→ What you will do
State the number of lines below in which the word "person" appears. Nothing else belongs in the answer.

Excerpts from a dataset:
↓↓↓
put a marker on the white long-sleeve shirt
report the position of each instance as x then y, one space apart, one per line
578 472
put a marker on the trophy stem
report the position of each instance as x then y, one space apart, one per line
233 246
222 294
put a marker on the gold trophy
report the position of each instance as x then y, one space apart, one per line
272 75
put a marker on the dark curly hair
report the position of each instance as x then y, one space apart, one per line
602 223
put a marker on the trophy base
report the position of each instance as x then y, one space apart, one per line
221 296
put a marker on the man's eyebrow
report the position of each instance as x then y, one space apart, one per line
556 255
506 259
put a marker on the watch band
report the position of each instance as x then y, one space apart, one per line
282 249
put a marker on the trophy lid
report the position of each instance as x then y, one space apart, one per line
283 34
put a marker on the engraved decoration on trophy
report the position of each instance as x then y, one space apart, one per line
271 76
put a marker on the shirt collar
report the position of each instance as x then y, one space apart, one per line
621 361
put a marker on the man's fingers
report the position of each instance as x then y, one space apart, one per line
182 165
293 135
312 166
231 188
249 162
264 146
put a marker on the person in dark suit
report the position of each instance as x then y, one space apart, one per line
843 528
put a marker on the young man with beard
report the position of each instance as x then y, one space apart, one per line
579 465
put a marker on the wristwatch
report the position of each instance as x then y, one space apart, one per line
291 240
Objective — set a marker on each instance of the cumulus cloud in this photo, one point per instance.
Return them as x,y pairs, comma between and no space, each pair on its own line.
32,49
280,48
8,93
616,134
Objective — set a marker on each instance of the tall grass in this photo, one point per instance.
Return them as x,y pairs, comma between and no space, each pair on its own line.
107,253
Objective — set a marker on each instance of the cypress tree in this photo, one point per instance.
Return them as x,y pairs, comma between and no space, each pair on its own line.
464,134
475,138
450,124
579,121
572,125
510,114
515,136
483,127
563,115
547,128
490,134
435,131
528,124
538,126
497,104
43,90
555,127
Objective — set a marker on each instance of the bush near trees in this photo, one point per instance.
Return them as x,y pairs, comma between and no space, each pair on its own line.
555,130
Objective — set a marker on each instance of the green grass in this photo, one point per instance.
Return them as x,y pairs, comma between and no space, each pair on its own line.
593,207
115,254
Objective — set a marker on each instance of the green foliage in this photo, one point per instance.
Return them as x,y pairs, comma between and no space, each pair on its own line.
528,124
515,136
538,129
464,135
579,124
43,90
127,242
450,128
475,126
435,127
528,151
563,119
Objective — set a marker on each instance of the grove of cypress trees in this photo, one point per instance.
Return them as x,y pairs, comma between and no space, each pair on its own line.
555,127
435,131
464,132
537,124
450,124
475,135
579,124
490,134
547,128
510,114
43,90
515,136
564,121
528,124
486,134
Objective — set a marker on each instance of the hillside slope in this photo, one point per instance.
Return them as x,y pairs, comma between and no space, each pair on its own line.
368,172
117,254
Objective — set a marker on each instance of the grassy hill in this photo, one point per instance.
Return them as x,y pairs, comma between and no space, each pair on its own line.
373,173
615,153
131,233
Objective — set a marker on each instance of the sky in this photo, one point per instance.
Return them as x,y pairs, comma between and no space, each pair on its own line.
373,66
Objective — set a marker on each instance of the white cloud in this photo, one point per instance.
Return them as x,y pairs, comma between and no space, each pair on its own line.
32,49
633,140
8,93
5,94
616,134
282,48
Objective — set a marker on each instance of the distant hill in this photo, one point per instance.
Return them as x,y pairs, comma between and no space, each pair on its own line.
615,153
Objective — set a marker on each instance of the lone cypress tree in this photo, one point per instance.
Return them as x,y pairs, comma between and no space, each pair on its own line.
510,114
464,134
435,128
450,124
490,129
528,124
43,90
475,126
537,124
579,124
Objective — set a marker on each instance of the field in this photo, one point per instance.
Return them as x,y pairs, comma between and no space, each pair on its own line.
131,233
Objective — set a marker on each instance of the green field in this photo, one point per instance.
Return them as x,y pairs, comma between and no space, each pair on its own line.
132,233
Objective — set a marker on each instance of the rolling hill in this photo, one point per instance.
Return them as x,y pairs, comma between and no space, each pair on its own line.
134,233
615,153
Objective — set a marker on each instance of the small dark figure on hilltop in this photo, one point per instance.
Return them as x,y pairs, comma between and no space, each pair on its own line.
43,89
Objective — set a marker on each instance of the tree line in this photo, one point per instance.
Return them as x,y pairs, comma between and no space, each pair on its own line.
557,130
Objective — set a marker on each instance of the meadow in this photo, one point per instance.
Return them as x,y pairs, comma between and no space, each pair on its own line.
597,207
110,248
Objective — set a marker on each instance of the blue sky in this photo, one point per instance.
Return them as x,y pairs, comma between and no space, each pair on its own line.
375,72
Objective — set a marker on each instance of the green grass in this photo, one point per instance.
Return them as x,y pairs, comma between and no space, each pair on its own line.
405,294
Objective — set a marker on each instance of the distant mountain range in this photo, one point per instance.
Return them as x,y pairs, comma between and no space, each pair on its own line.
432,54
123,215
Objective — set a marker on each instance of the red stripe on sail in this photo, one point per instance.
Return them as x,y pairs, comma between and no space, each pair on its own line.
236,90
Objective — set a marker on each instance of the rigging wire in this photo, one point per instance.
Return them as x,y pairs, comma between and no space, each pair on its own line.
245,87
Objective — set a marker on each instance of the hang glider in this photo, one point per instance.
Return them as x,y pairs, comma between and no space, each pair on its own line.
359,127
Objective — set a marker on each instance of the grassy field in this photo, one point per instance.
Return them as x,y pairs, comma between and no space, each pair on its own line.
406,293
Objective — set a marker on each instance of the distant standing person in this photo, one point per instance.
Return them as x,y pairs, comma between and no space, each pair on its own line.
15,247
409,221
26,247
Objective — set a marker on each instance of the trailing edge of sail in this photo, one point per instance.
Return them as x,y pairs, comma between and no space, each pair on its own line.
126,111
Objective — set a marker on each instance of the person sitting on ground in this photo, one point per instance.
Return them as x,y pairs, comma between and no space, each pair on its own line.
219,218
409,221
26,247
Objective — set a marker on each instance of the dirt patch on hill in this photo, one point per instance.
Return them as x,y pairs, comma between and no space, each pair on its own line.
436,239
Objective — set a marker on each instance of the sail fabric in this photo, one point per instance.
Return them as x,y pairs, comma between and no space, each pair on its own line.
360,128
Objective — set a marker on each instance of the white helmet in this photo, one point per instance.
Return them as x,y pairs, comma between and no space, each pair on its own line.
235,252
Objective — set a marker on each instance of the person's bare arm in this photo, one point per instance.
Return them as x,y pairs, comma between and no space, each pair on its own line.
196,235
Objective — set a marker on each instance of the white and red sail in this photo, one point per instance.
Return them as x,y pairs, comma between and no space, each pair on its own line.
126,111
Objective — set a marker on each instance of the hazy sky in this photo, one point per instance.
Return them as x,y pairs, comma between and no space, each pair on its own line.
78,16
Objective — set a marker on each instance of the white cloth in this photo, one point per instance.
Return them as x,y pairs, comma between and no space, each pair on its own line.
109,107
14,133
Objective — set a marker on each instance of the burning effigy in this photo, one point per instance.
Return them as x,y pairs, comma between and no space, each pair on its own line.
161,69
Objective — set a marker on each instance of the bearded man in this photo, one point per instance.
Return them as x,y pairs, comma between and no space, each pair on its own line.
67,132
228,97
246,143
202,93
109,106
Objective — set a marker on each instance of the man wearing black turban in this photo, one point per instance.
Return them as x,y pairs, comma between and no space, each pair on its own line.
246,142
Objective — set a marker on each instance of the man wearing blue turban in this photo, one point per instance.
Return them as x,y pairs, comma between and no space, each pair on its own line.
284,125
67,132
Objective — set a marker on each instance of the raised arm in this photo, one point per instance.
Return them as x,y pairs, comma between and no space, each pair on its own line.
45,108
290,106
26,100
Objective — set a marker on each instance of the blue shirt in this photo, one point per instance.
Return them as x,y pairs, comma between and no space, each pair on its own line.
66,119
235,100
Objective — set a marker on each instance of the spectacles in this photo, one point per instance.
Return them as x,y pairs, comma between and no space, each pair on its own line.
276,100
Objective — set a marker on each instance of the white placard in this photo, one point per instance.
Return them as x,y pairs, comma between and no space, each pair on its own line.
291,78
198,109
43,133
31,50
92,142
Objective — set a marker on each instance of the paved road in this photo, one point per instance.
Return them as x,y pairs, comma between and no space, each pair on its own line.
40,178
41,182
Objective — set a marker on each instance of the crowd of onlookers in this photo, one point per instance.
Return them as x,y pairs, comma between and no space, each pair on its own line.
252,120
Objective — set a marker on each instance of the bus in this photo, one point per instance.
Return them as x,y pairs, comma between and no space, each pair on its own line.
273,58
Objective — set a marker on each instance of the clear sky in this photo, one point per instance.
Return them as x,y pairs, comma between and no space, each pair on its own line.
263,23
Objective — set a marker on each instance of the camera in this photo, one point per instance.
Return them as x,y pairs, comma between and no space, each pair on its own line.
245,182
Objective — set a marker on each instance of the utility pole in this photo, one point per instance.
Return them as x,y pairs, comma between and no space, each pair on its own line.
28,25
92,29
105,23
↑↑↑
→ Written solution
4